# [TASK TO COMPLETE]
Gather every line of the items below that contains the word "white".

** start of RECORDS FOR PROCESSING **

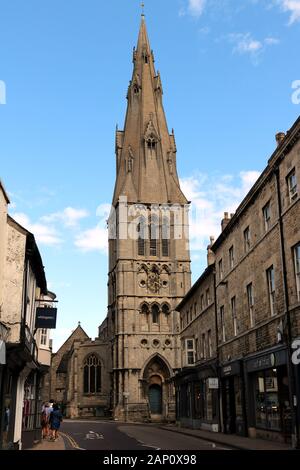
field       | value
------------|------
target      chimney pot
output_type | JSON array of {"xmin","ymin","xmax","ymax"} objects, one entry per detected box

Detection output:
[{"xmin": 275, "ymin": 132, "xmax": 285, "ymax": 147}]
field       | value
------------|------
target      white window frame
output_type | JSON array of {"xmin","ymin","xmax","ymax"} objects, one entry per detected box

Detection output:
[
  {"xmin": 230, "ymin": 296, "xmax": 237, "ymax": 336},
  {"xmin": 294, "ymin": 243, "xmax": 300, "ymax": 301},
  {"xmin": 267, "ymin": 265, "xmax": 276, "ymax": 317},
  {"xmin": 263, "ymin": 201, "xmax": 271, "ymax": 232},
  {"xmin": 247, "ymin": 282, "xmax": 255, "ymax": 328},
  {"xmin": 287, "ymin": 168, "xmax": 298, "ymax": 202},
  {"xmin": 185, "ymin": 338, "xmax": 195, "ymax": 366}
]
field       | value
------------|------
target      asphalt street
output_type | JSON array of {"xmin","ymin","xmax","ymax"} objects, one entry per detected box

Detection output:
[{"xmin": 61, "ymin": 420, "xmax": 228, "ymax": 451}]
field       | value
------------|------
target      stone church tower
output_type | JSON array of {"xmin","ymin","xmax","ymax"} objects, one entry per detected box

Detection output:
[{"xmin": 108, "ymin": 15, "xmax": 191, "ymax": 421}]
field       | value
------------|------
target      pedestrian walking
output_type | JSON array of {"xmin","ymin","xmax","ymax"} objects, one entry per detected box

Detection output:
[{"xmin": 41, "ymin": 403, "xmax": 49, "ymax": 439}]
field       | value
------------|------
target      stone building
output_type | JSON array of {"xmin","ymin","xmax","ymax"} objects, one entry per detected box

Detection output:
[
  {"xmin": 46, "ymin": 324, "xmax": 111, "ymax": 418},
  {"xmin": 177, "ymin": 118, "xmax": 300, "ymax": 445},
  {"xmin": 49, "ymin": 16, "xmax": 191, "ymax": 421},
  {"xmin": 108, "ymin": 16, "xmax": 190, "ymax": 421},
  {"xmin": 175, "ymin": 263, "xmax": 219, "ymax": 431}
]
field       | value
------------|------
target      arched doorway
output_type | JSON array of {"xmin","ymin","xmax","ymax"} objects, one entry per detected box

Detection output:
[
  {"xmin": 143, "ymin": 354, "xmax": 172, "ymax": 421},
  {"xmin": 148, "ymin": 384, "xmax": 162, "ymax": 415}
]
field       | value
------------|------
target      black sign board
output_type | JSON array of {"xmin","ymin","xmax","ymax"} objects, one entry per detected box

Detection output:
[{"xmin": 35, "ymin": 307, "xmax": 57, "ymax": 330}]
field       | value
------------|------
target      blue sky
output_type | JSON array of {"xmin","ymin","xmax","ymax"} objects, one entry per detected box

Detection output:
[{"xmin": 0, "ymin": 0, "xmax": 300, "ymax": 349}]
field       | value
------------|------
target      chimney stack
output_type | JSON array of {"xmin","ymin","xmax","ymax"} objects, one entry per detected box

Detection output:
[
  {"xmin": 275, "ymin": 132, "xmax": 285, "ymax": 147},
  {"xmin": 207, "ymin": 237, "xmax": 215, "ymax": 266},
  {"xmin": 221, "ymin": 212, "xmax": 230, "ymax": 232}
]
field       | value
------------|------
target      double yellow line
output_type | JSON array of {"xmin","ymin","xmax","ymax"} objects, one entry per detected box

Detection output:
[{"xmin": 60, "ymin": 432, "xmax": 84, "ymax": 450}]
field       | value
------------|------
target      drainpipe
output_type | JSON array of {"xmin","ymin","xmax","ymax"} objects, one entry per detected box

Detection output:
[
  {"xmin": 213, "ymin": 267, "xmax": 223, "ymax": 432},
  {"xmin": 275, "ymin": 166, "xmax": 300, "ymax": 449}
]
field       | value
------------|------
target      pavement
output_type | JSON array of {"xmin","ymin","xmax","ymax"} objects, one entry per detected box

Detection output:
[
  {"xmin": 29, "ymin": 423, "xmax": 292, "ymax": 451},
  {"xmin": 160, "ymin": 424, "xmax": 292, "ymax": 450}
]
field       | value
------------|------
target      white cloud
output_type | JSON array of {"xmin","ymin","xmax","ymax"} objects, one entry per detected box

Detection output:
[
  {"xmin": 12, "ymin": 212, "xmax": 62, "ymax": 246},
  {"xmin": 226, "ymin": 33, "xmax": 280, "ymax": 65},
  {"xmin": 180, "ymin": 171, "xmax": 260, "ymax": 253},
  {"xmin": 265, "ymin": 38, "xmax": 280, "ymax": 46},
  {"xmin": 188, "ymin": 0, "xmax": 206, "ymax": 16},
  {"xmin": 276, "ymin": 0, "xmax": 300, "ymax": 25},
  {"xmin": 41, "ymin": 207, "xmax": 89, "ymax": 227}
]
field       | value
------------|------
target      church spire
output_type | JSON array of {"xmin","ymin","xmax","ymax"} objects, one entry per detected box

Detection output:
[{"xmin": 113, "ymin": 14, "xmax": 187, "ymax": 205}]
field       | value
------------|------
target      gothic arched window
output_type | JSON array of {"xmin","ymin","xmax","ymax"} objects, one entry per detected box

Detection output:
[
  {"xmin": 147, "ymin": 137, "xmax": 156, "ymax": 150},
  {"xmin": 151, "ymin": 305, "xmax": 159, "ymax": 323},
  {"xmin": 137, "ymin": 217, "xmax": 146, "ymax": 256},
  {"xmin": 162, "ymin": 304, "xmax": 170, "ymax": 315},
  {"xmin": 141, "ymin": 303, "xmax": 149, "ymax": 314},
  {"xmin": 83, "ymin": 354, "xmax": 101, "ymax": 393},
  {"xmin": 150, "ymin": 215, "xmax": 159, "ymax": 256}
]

** end of RECORDS FOR PROCESSING **
** start of RECORDS FOR PROCESSING **

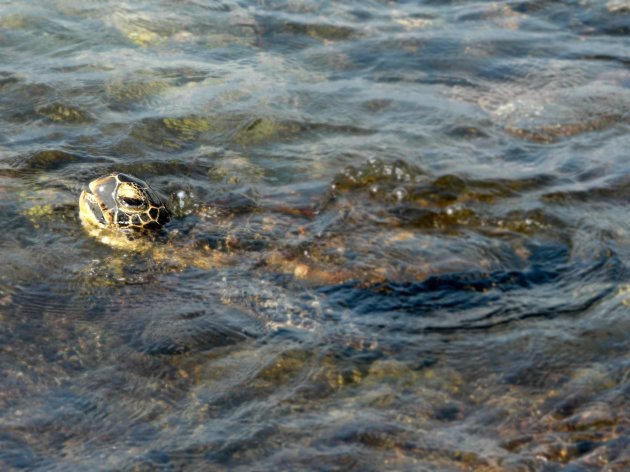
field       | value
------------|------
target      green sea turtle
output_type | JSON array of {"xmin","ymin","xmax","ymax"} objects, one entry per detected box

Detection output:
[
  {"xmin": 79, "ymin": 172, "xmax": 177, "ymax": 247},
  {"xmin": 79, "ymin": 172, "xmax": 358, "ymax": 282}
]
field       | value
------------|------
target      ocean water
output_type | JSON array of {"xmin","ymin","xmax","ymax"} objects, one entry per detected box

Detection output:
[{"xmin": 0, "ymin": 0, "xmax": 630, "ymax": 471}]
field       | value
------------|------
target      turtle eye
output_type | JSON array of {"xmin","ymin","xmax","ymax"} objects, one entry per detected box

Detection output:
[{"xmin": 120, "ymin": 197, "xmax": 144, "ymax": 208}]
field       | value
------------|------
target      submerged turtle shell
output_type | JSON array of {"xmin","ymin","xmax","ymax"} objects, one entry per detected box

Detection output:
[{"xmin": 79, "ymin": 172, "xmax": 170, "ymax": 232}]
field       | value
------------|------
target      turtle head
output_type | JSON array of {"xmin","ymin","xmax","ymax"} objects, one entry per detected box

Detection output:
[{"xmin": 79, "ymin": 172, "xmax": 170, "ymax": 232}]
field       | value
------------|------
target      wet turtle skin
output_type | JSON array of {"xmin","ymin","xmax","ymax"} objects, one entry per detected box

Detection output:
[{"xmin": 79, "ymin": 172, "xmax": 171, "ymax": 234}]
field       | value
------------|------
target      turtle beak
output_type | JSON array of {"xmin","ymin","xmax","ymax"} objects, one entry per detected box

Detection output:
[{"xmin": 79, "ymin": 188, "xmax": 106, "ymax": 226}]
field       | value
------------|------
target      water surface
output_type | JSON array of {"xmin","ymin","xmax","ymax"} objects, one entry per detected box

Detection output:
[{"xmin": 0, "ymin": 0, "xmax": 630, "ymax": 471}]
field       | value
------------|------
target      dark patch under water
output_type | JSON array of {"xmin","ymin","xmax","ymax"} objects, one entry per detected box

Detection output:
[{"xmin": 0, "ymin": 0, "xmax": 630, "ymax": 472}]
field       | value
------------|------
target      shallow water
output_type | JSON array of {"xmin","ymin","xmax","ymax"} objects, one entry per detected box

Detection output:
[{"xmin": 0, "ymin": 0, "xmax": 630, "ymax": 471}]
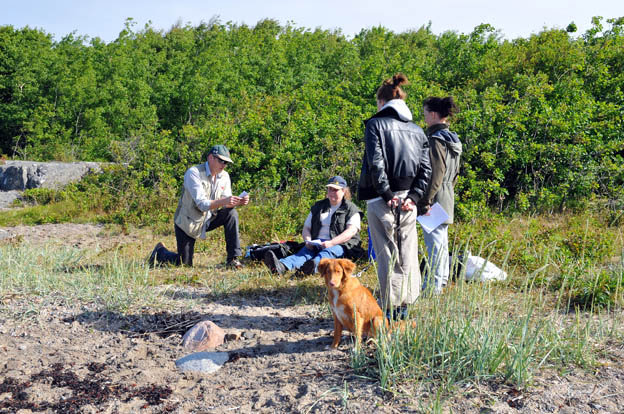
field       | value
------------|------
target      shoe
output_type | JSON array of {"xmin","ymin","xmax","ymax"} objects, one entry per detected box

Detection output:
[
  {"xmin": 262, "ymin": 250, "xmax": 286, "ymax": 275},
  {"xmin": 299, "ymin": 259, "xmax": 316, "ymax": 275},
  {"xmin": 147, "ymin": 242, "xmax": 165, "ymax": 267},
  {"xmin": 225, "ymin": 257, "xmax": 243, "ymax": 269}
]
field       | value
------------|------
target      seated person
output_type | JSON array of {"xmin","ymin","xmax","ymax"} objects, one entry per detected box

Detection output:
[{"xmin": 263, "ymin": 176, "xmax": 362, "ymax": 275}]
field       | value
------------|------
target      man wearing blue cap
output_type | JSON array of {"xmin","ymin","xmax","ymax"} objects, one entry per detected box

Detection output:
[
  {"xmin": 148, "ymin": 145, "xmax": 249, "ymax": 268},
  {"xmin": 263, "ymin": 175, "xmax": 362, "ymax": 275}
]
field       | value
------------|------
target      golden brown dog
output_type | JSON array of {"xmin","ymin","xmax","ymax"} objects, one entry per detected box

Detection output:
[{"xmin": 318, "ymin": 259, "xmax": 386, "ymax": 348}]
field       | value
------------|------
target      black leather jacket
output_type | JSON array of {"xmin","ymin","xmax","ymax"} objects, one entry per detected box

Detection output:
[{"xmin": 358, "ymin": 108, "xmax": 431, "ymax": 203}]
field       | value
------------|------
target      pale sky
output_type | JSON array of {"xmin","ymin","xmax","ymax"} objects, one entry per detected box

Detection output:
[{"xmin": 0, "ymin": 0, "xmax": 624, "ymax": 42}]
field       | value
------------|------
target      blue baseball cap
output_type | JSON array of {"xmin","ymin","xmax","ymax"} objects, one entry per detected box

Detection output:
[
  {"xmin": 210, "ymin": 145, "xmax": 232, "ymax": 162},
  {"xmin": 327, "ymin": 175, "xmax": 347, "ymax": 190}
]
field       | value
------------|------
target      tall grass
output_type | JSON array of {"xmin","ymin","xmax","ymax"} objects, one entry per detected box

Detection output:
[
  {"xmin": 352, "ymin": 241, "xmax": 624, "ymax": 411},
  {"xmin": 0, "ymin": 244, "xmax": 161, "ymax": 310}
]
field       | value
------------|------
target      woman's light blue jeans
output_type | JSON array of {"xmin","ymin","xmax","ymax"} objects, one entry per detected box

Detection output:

** end of RECORDS FOR PROCESSING **
** start of RECORDS FOR PROCESSING **

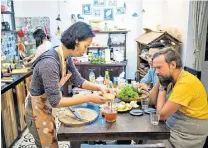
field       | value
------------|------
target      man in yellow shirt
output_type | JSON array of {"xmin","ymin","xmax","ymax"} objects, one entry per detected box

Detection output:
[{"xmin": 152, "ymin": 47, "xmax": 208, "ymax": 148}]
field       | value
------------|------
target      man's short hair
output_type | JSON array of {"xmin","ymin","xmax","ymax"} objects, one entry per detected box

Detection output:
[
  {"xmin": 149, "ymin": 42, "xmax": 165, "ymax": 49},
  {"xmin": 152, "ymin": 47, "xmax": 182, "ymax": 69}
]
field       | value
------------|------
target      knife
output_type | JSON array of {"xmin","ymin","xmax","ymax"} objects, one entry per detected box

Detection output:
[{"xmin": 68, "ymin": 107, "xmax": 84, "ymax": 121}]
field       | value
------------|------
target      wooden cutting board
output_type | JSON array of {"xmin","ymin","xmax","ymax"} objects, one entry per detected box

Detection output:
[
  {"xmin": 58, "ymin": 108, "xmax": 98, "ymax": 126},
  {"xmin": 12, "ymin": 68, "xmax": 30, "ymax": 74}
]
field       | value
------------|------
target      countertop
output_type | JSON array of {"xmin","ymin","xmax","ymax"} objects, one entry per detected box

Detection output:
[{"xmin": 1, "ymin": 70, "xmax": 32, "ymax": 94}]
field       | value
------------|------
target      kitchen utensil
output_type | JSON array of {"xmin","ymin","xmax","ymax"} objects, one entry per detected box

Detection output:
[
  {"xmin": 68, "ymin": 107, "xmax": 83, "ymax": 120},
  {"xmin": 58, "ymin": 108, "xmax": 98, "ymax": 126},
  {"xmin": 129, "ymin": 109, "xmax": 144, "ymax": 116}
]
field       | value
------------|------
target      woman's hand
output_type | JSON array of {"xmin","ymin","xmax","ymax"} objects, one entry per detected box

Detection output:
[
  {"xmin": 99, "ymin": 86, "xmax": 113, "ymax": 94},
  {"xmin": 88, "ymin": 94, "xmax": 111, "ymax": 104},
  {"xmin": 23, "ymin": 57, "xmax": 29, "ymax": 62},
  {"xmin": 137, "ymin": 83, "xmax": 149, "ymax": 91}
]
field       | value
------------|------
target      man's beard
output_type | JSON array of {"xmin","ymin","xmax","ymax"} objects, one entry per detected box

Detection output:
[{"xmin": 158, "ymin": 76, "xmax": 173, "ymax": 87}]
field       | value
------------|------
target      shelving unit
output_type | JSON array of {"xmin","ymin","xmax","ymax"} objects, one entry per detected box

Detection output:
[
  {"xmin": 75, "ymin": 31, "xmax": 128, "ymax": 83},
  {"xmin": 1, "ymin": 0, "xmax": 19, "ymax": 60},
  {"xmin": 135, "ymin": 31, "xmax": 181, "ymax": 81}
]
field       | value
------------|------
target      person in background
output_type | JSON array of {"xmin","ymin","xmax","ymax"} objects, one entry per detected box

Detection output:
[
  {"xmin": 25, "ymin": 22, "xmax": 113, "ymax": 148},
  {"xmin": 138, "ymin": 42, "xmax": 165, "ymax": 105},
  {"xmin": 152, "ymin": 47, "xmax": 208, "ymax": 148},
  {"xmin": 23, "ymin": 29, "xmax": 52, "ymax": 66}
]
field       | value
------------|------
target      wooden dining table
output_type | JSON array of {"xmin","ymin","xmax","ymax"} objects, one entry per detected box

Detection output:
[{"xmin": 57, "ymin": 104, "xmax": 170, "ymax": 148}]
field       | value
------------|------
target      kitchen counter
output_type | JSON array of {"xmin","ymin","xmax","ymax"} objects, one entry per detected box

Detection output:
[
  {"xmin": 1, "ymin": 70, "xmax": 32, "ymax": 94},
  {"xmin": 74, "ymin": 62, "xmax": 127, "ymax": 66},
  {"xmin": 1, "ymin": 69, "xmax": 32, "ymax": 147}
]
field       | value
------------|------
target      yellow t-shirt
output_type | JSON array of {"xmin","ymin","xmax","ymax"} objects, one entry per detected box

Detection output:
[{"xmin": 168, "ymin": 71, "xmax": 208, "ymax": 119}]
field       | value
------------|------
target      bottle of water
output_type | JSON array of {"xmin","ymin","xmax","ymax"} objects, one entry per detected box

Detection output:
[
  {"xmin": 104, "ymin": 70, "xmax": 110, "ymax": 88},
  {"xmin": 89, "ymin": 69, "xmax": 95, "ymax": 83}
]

** end of RECORDS FOR PROCESSING **

# [WRITTEN REPLY]
target      white window frame
target      white cloud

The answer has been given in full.